[Opening TEXT BLOCK section]
- Origin: Burlington, Ontario Canada
- Genres: Ska, punk rock, pop-punk
- Years active: 1996–2005; 2011; 2014;
- Labels: Raw Energy, Fueled by Ramen, Virgin
- Past members: Greg Taylor Johnny Lubera Sean McNab Jordan Hastings Kevin Harris Sarah Brooksbank Ian Blackwood Bob Shaw Tracy Brown

= Jersey (band) =

Canadian ska punk band

Jersey was a Canadian ska punk band from Burlington, Ontario. The band was active from 1996 to 2005, reuniting in 2011 and 2014 but has not released new material since 2004.

==History==
In 1997, the band released a demo tape which they sold at local concerts. The band received media attention partially because frontman Greg Taylor was known from his previous band, Grade.
[Closing TEXT BLOCK section]
[Opening GIVEN DATA section]
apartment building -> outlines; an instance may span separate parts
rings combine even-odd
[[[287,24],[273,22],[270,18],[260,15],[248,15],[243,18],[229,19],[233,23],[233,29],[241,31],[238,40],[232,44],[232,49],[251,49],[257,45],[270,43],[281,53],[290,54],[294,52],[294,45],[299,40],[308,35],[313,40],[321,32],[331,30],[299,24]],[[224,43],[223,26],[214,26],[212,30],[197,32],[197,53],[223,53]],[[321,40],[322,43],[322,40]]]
[Closing GIVEN DATA section]
▶ TASKS TO COMPLETE
(1) Decide whether each statement below agrees with the Jersey text. Answer yes or no for each, quoting the deciding words of the text. (a) The band came from Burlington, Ontario. (b) The band released new material during its 2011 reunion. (c) Greg Taylor had previously been in a band called Grade.
(2) Reproduce the passage of the Jersey text from "Jersey was a" up to and including "previous band, Grade.".

▶ SOLUTIONS
(1)
(a) Yes: "Jersey was a Canadian ska punk band from Burlington, Ontario."
(b) No: "has not released new material since 2004."
(c) Yes: "frontman Greg Taylor was known from his previous band, Grade."

(2)
Jersey was a Canadian ska punk band from Burlington, Ontario. The band was active from 1996 to 2005, reuniting in 2011 and 2014 but has not released new material since 2004.

==History==
In 1997, the band released a demo tape which they sold at local concerts. The band received media attention partially because frontman Greg Taylor was known from his previous band, Grade.